Exercises:
1. Translate this sentence from the Habakkuk chapter 2 reading into Spanish: "For the earth shall be filled with the knowledge of the glory of the Lord, as the waters cover the sea."
2. Reproduce the part of the Habakkuk chapter 2 reading starting at "And the Lord answered me, and" and ending at "with thick clay!".

Source text:
________________

19 min 1 week
July 6, 2024
DAILY BIBLE READING – Habakkuk Chapter 2
1 I will stand upon my watch, and set me upon the tower, and will watch to see what he will say unto me, and what I shall answer when I am reproved.
And the Lord answered me, and said, Write the vision, and make it plain upon tables, that he may run that readeth it.
For the vision is yet for an appointed time, but at the end it shall speak, and not lie: though it tarry, wait for it; because it will surely come, it will not tarry.
Behold, his soul which is lifted up is not upright in him: but the just shall live by his faith.
Yea also, because he transgresseth by wine, he is a proud man, neither keepeth at home, who enlargeth his desire as hell, and is as death, and cannot be satisfied, but gathereth unto him all nations, and heapeth unto him all people:
Shall not all these take up a parable against him, and a taunting proverb against him, and say, Woe to him that increaseth that which is not his! how long? and to him that ladeth himself with thick clay!
Shall they not rise up suddenly that shall bite thee, and awake that shall vex thee, and thou shalt be for booties unto them?
Because thou hast spoiled many nations, all the remnant of the people shall spoil thee; because of men’s blood, and for the violence of the land, of the city, and of all that dwell therein.
Woe to him that coveteth an evil covetousness to his house, that he may set his nest on high, that he may be delivered from the power of evil!
10 Thou hast consulted shame to thy house by cutting off many people, and hast sinned against thy soul.
11 For the stone shall cry out of the wall, and the beam out of the timber shall answer it.
12 Woe to him that buildeth a town with blood, and stablisheth a city by iniquity!
13 Behold, is it not of the Lord of hosts that the people shall labour in the very fire, and the people shall weary themselves for very vanity?
14 For the earth shall be filled with the knowledge of the glory of the Lord, as the waters cover the sea.
15 Woe unto him that giveth his neighbour drink, that puttest thy bottle to him, and makest him drunken also, that thou mayest look on their nakedness!
16 Thou art filled with shame for glory: drink thou also, and let thy foreskin be uncovered: the cup of the Lord‘s right hand shall be turned unto thee, and shameful spewing shall be on thy glory.
17 For the violence of Lebanon shall cover thee, and the spoil of beasts, which made them afraid, because of men’s blood, and for the violence of the land, of the city, and of all that dwell therein.
18 What profiteth the graven image that the maker thereof hath graven it; the molten image, and a teacher of lies, that the maker of his work trusteth therein, to make dumb idols?

________________

Raw data:
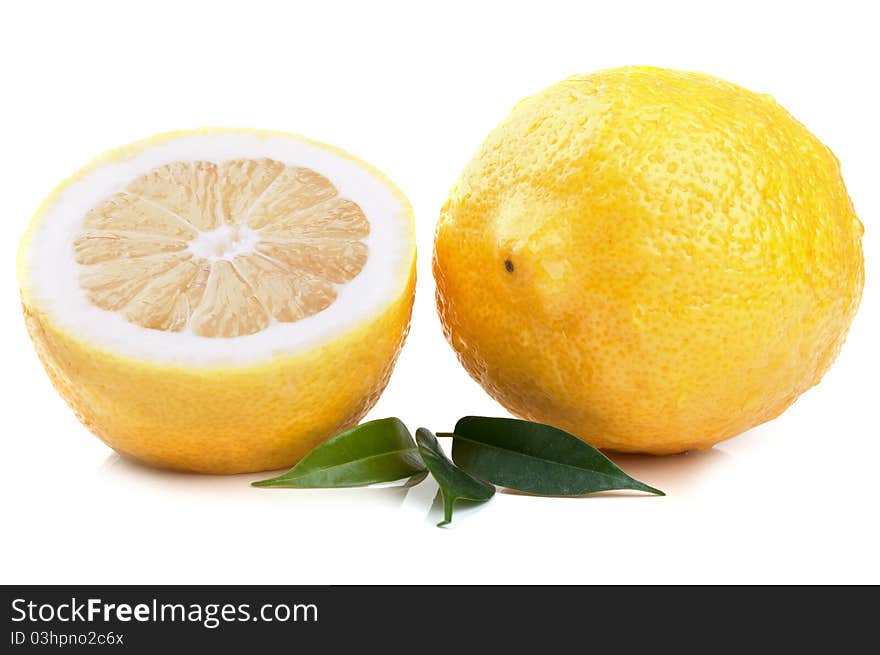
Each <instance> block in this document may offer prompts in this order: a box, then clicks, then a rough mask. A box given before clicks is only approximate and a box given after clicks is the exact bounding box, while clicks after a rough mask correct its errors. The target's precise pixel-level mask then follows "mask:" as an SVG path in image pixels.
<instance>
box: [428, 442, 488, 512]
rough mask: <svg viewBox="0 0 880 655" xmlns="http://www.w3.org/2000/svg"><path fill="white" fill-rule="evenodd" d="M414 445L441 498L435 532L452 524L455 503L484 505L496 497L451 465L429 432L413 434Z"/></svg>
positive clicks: (473, 479) (482, 483) (453, 466)
mask: <svg viewBox="0 0 880 655" xmlns="http://www.w3.org/2000/svg"><path fill="white" fill-rule="evenodd" d="M416 443H417V444H418V446H419V454H421V456H422V461H423V462H424V463H425V465H426V466H427V467H428V470H429V471H430V472H431V475H432V476H434V479H435V480H436V481H437V484H438V485H439V487H440V493H441V494H443V520H442V521H441V522H440V523H438V524H437V527H438V528H439V527H442V526H444V525H447V524H448V523H452V510H453V508H454V506H455V501H456V500H472V501H476V502H485V501H487V500H489V499H490V498H491V497H492V496H494V495H495V487H493V486H492V485H490V484H486V483H485V482H481V481H480V480H477V479H476V478H474V477H473V476H471V475H469V474H468V473H466V472H464V471H462V470H461V469H460V468H458V467H457V466H456V465H455V464H453V463H452V462H450V461H449V458H448V457H446V454H445V453H444V452H443V449H442V448H440V444H439V443H437V437H435V436H434V434H433V433H432V432H431V431H430V430H426V429H425V428H419V429H418V430H416Z"/></svg>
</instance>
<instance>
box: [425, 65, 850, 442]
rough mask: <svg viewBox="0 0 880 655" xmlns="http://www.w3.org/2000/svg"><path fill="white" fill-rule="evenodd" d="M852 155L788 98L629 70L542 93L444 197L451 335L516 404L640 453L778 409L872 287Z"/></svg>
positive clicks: (644, 72) (471, 369)
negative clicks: (861, 246)
mask: <svg viewBox="0 0 880 655" xmlns="http://www.w3.org/2000/svg"><path fill="white" fill-rule="evenodd" d="M862 232H863V230H862V226H861V224H860V223H859V221H858V218H857V217H856V215H855V212H854V210H853V206H852V203H851V201H850V198H849V196H848V194H847V191H846V188H845V186H844V183H843V180H842V178H841V174H840V168H839V164H838V161H837V159H836V158H835V157H834V155H833V154H832V153H831V151H830V150H829V149H828V148H827V147H825V146H824V145H822V143H820V142H819V141H818V140H817V139H816V138H815V137H814V136H813V135H812V134H811V133H810V132H809V131H807V129H806V128H805V127H804V126H803V125H801V124H800V123H798V122H797V121H796V120H795V119H794V118H793V117H792V116H791V115H790V114H788V113H787V112H786V111H785V110H784V109H783V108H782V107H780V106H779V105H778V104H777V103H776V102H774V101H773V99H772V98H770V97H769V96H766V95H759V94H755V93H752V92H749V91H747V90H745V89H742V88H740V87H738V86H735V85H733V84H730V83H727V82H724V81H722V80H719V79H717V78H714V77H711V76H708V75H703V74H698V73H685V72H679V71H672V70H663V69H656V68H644V67H632V68H623V69H615V70H608V71H601V72H598V73H595V74H592V75H583V76H575V77H572V78H569V79H567V80H565V81H563V82H561V83H560V84H557V85H555V86H553V87H550V88H549V89H547V90H545V91H543V92H542V93H539V94H538V95H536V96H534V97H531V98H528V99H526V100H524V101H523V102H521V103H520V104H519V105H517V107H516V108H515V109H514V110H513V112H512V113H511V115H510V116H509V117H508V118H507V119H506V120H504V121H503V122H502V123H501V124H500V125H499V126H498V127H497V128H496V129H495V130H494V131H493V132H492V133H491V134H490V135H489V137H488V139H487V140H486V142H485V143H484V144H483V146H482V147H481V148H480V150H479V151H478V152H477V154H476V155H475V157H474V158H473V159H472V161H471V162H470V164H469V165H468V166H467V168H466V169H465V171H464V173H463V174H462V176H461V178H460V179H459V180H458V182H457V183H456V185H455V187H454V188H453V190H452V192H451V194H450V196H449V199H448V201H447V203H446V204H445V206H444V207H443V210H442V213H441V217H440V221H439V223H438V226H437V232H436V239H435V251H434V262H433V264H434V275H435V278H436V282H437V303H438V310H439V313H440V318H441V320H442V323H443V327H444V331H445V334H446V336H447V338H448V340H449V342H450V343H451V345H452V346H453V348H454V349H455V350H456V352H457V354H458V357H459V359H460V360H461V362H462V364H463V365H464V366H465V368H466V369H467V370H468V371H469V373H470V374H471V375H472V376H473V377H474V378H475V379H476V380H477V381H478V382H480V383H481V384H482V385H483V387H484V388H485V389H486V390H487V391H488V392H489V393H490V394H491V395H492V396H493V397H494V398H496V399H497V400H498V401H499V402H500V403H502V404H503V405H504V406H505V407H506V408H508V409H509V410H510V411H511V412H513V413H514V414H516V415H518V416H521V417H524V418H527V419H530V420H536V421H541V422H544V423H549V424H552V425H555V426H558V427H560V428H563V429H565V430H568V431H569V432H572V433H574V434H576V435H578V436H579V437H581V438H582V439H584V440H586V441H588V442H590V443H591V444H593V445H596V446H598V447H602V448H608V449H613V450H619V451H628V452H644V453H655V454H664V453H677V452H682V451H686V450H688V449H693V448H706V447H709V446H711V445H713V444H715V443H717V442H719V441H721V440H723V439H727V438H729V437H732V436H734V435H737V434H739V433H741V432H743V431H744V430H747V429H749V428H750V427H753V426H755V425H758V424H760V423H762V422H764V421H767V420H769V419H772V418H774V417H775V416H777V415H778V414H780V413H781V412H782V411H783V410H785V409H786V408H787V407H788V406H789V405H790V404H791V403H792V402H794V400H795V399H796V398H797V397H798V396H799V395H800V394H801V393H803V392H804V391H805V390H807V389H809V388H810V387H812V386H813V385H815V384H816V383H818V382H819V380H820V379H821V377H822V375H823V374H824V373H825V371H827V370H828V368H829V366H830V365H831V363H832V361H833V360H834V358H835V357H836V356H837V354H838V352H839V350H840V348H841V345H842V344H843V341H844V339H845V336H846V333H847V330H848V328H849V325H850V323H851V321H852V318H853V316H854V314H855V312H856V309H857V307H858V303H859V300H860V297H861V291H862V286H863V282H864V273H863V257H862V248H861V235H862Z"/></svg>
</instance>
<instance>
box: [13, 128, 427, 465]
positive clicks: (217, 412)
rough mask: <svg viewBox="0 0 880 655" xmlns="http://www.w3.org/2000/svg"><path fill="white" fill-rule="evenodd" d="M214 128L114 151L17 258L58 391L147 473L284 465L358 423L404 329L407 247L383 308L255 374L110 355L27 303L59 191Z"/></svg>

________________

Solutions to the problems:
1. Porque la tierra será llena del conocimiento de la gloria del Señor, como las aguas cubren el mar.

2.
And the Lord answered me, and said, Write the vision, and make it plain upon tables, that he may run that readeth it.
For the vision is yet for an appointed time, but at the end it shall speak, and not lie: though it tarry, wait for it; because it will surely come, it will not tarry.
Behold, his soul which is lifted up is not upright in him: but the just shall live by his faith.
Yea also, because he transgresseth by wine, he is a proud man, neither keepeth at home, who enlargeth his desire as hell, and is as death, and cannot be satisfied, but gathereth unto him all nations, and heapeth unto him all people:
Shall not all these take up a parable against him, and a taunting proverb against him, and say, Woe to him that increaseth that which is not his! how long? and to him that ladeth himself with thick clay!